What is required —
Pick out every line below that contains the string "yellow", and copy each one. Matches are case-sensitive.

Input material —
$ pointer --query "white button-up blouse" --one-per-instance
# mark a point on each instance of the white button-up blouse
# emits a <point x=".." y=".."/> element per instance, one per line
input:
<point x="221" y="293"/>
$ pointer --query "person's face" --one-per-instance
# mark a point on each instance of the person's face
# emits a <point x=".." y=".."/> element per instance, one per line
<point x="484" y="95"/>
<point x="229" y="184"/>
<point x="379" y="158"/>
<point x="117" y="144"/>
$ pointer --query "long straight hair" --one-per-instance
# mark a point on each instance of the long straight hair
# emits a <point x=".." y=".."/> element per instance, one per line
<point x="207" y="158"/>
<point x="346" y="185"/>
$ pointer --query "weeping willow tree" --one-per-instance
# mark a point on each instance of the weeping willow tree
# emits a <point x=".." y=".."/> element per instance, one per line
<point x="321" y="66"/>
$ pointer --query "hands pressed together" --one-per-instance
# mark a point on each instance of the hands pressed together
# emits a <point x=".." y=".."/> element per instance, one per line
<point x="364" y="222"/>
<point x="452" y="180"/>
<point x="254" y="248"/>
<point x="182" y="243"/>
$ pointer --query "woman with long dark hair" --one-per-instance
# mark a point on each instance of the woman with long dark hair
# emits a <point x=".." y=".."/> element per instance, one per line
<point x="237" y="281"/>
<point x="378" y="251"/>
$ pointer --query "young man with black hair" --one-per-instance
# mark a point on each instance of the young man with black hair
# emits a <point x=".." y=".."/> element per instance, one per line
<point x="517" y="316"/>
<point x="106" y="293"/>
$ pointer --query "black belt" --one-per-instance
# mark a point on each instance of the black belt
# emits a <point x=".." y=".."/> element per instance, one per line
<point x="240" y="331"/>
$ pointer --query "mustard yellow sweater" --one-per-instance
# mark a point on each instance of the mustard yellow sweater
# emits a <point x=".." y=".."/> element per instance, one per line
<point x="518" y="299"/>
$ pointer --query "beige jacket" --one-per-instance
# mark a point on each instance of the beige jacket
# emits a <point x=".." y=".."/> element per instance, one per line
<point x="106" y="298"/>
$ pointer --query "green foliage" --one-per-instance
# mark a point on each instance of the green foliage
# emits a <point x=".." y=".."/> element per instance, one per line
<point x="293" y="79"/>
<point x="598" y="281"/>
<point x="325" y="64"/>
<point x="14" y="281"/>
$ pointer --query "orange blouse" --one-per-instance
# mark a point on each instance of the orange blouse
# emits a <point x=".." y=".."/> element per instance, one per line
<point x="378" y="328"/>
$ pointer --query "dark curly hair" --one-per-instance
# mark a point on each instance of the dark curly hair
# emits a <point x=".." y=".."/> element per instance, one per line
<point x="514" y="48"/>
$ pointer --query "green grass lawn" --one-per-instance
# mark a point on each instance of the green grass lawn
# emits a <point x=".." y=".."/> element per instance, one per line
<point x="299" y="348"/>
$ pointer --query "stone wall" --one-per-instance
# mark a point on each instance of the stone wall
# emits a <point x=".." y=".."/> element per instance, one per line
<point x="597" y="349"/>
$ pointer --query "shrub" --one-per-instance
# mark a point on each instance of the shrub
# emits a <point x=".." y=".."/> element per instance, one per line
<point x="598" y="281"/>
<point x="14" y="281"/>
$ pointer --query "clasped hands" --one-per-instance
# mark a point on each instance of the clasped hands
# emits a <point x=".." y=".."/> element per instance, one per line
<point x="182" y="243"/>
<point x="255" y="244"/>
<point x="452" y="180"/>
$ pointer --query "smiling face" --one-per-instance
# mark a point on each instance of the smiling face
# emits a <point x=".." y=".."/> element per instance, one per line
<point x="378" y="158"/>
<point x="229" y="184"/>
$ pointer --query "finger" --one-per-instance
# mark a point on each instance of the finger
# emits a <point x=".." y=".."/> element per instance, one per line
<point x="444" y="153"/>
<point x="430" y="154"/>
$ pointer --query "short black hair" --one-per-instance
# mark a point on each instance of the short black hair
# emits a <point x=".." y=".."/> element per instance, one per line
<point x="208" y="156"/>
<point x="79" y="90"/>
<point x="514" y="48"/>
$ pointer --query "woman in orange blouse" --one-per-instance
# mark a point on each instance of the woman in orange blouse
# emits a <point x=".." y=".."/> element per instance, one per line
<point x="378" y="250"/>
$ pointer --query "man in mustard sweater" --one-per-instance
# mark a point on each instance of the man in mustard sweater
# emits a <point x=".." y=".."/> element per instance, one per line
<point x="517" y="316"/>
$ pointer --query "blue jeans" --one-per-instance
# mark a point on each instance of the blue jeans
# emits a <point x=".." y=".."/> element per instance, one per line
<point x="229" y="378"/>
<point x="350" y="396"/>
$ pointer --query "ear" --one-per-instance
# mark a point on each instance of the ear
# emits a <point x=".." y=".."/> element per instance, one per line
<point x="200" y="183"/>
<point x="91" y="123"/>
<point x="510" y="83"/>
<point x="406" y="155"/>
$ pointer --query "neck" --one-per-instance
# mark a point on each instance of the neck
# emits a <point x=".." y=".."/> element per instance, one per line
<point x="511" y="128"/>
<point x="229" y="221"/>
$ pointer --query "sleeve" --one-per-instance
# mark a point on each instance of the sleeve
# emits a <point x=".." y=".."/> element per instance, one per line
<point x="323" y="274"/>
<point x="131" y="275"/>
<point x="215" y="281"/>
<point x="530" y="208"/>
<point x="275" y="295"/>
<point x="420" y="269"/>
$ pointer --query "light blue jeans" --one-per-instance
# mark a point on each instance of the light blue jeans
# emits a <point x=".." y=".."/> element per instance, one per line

Finished task —
$ pointer --query "mustard yellow sweater" --one-per-instance
# mark a point on each instance of the mustard yellow sweater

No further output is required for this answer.